> _EXERCISE PROMPT_:
Copy out the rows below, replacing "self-closing" with "empty" wherever it occurs and leaving everything else unchanged.

> _Position annotation records_:
--- start ---
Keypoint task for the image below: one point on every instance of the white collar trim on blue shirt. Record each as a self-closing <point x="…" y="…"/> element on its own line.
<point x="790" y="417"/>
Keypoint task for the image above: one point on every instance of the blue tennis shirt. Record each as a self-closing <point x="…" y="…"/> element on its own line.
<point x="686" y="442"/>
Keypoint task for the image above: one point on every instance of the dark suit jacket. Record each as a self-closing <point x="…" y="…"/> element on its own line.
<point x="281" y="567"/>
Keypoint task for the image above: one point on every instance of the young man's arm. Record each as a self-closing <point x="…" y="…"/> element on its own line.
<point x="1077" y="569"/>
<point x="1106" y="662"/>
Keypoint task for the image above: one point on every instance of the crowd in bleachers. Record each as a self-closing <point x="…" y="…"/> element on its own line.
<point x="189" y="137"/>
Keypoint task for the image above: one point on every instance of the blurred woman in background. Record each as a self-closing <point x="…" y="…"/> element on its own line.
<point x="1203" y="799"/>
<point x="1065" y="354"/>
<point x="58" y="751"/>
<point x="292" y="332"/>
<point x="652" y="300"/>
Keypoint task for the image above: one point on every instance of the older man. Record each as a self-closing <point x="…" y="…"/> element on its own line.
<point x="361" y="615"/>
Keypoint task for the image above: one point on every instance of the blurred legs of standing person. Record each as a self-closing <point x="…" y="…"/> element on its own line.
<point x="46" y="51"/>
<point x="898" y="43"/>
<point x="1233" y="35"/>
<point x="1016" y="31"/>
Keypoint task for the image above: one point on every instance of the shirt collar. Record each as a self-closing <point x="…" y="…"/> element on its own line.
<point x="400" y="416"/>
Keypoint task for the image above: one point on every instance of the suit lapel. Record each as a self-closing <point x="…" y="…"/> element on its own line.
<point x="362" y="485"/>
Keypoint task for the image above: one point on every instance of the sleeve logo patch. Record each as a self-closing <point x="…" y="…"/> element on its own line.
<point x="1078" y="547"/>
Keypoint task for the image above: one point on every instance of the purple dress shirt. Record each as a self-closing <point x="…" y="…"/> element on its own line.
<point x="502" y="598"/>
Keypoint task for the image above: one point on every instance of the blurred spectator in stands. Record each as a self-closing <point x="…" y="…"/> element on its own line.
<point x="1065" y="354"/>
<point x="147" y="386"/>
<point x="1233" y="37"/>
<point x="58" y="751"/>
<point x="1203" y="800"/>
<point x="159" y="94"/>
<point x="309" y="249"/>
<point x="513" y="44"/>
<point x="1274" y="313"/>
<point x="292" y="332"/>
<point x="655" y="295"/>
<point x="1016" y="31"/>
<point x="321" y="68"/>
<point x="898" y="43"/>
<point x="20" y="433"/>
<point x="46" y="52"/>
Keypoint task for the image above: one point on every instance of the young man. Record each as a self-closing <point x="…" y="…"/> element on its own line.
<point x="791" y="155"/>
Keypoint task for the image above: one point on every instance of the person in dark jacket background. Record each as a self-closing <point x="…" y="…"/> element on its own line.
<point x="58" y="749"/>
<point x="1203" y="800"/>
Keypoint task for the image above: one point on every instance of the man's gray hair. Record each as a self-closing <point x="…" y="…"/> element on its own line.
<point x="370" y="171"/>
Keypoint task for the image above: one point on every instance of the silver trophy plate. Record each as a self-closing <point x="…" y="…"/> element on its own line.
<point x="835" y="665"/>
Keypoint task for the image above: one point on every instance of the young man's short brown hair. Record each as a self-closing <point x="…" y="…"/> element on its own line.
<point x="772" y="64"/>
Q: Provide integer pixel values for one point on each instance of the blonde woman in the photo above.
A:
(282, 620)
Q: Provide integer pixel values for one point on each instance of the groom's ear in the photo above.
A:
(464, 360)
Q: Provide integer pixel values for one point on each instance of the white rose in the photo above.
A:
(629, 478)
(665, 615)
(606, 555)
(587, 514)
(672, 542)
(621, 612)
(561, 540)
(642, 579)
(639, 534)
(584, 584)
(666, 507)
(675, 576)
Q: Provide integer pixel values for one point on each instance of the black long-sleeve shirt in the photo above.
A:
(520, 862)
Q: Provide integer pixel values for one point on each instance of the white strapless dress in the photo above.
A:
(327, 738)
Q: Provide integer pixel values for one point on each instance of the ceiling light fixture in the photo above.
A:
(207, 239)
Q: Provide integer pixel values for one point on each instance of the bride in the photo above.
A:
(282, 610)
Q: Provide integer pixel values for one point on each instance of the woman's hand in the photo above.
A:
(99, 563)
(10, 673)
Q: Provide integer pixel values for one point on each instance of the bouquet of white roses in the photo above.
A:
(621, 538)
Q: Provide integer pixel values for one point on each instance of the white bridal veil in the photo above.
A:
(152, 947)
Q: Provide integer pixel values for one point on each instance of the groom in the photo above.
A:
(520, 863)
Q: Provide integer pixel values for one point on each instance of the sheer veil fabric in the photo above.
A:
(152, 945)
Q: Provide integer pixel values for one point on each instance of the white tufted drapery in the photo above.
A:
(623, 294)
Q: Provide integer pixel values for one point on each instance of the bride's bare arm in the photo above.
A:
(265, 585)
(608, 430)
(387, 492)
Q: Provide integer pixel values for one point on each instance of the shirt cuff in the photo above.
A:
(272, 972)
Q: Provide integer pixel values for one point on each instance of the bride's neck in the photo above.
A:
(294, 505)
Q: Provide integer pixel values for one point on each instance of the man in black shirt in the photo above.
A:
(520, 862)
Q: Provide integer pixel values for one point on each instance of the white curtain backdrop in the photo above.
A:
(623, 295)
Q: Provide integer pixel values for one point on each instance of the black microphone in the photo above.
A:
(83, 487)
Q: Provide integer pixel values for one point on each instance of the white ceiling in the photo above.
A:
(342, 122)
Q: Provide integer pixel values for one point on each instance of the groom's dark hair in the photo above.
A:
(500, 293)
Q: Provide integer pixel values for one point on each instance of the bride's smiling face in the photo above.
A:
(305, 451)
--- end ---
> _ANSWER TO THIS PROBLEM_:
Keypoint task for the image below: one point on every instance of the white collar trim on blue shirt. Record each as a empty <point x="…" y="…"/> element on its own line.
<point x="790" y="417"/>
Keypoint task for the image above: one point on every instance of the blue tennis shirt. Record each as a empty <point x="…" y="…"/> element on its own line.
<point x="686" y="442"/>
Keypoint task for the image above: one point on every instance of the dark suit jacket. Record each as a empty <point x="…" y="…"/> element on its own line.
<point x="281" y="567"/>
Keypoint task for the image above: one point on every instance of the young man's arm. Record each as a empty <point x="…" y="…"/> element on its own line.
<point x="1077" y="569"/>
<point x="1106" y="662"/>
Keypoint task for the image above: one point on every instance of the crowd in bleachers. Record each as a empty <point x="…" y="…"/> element on its own line.
<point x="189" y="137"/>
Keypoint task for the image above: one point on every instance of the blurred woman in background. Record each as a empty <point x="…" y="…"/> element on its own line.
<point x="1203" y="799"/>
<point x="1065" y="354"/>
<point x="58" y="751"/>
<point x="292" y="332"/>
<point x="652" y="300"/>
Keypoint task for the image above: one point on every instance of the older man. Record each as a empty <point x="…" y="…"/> element on its own line.
<point x="361" y="615"/>
Keypoint task for the image above: one point on every instance of the blurred legs of standing person. Record each as a empty <point x="…" y="…"/> element on its own line.
<point x="46" y="51"/>
<point x="898" y="43"/>
<point x="1233" y="35"/>
<point x="1016" y="31"/>
Keypoint task for the image above: one point on every instance of the shirt collar. Record each as a empty <point x="…" y="…"/> element on its own line.
<point x="400" y="416"/>
Keypoint task for the image above: one point on every instance of the suit lapel. Record each as a empty <point x="…" y="…"/> element on its own line.
<point x="362" y="485"/>
Keypoint task for the image above: one point on every instance of the sleeve logo patch. Record each as a empty <point x="…" y="…"/> element on its own line.
<point x="1078" y="547"/>
Keypoint task for the image above: one point on every instance of the purple dress shirt. Record each as a empty <point x="…" y="…"/> element on its own line.
<point x="502" y="598"/>
Keypoint task for the image above: one point on every instance of the blurred spectator in stands. Record each as a empty <point x="…" y="…"/> element on its own line.
<point x="1065" y="354"/>
<point x="147" y="386"/>
<point x="1233" y="37"/>
<point x="58" y="751"/>
<point x="1203" y="800"/>
<point x="159" y="94"/>
<point x="309" y="249"/>
<point x="513" y="44"/>
<point x="1274" y="313"/>
<point x="292" y="332"/>
<point x="655" y="295"/>
<point x="1016" y="31"/>
<point x="321" y="68"/>
<point x="898" y="43"/>
<point x="20" y="433"/>
<point x="46" y="52"/>
Keypoint task for the image above: one point on every instance of the young man. Record each as a empty <point x="…" y="…"/> element on its own line.
<point x="791" y="155"/>
Keypoint task for the image above: one point on every instance of the person in dark jacket background. Record each as a empty <point x="…" y="…"/> element on its own line.
<point x="58" y="749"/>
<point x="1203" y="800"/>
Keypoint task for the image above: one point on every instance of the man's gray hair. Record each as a empty <point x="…" y="…"/> element on its own line.
<point x="370" y="171"/>
Keypoint task for the image above: one point on every instance of the silver trophy plate. Record each as a empty <point x="…" y="…"/> element on its own line.
<point x="835" y="665"/>
Keypoint task for the image above: one point on every instance of the young man's short brown hair. Record each as a empty <point x="…" y="…"/> element on its own line.
<point x="772" y="64"/>
Q: Provide integer pixel values for one point on each instance of the blonde woman in the photo above.
A:
(282, 620)
Q: Provide integer pixel values for one point on each instance of the groom's ear in the photo above.
A:
(464, 360)
Q: Provide integer pixel values for one point on each instance of the white rose in the photo above.
A:
(629, 478)
(665, 615)
(606, 555)
(587, 514)
(672, 542)
(621, 612)
(561, 540)
(642, 579)
(639, 534)
(584, 584)
(666, 507)
(675, 576)
Q: Provide integer pixel values for one point on each instance of the black long-sleeve shirt in the photo above.
A:
(520, 862)
Q: Provide integer pixel values for one point on each instance of the white strapless dress in the photo above.
A:
(327, 738)
Q: Provide integer pixel values for one point on each instance of the ceiling light fixture in the photo above.
A:
(207, 239)
Q: Provide integer pixel values for one point on each instance of the bride in the photo above.
A:
(282, 610)
Q: Provide integer pixel values for one point on each instance of the woman's hand in the photo above.
A:
(99, 563)
(10, 673)
Q: Provide integer pixel values for one point on each instance of the bouquet of white roses in the photo above.
A:
(621, 538)
Q: Provide integer pixel values for one point on each instance of the white bridal veil in the photo above.
A:
(152, 947)
Q: Provide integer pixel values for one point on each instance of the groom in the photo above.
A:
(520, 863)
Q: Provide integer pixel values for one point on each instance of the sheer veil fabric in the photo above.
A:
(152, 945)
Q: Provide integer pixel values for one point on each instance of the white tufted drapery in the photo above.
A:
(623, 294)
Q: Provide integer pixel values for one point on each instance of the bride's bare arm in the photo above.
A:
(265, 585)
(608, 430)
(387, 492)
Q: Provide integer pixel values for one point on each instance of the shirt cuff in the photo above.
A:
(272, 972)
Q: Provide integer pixel values for one point on each instance of the bride's neck in the photo above.
A:
(294, 505)
Q: Provide integer pixel values for one point on each instance of the man in black shirt in the photo above.
A:
(520, 862)
Q: Provide integer pixel values for one point on each instance of the white curtain backdrop in the photo above.
A:
(623, 295)
Q: Provide integer pixel values for one point on each instance of the black microphone in the photo above.
A:
(83, 487)
Q: Provide integer pixel values for one point on each instance of the white ceiling in the photo above.
A:
(342, 122)
Q: Provide integer pixel values for one point on each instance of the groom's dark hair in the photo above.
A:
(500, 293)
Q: Provide integer pixel values for one point on each instance of the bride's smiling face in the photo above.
A:
(305, 451)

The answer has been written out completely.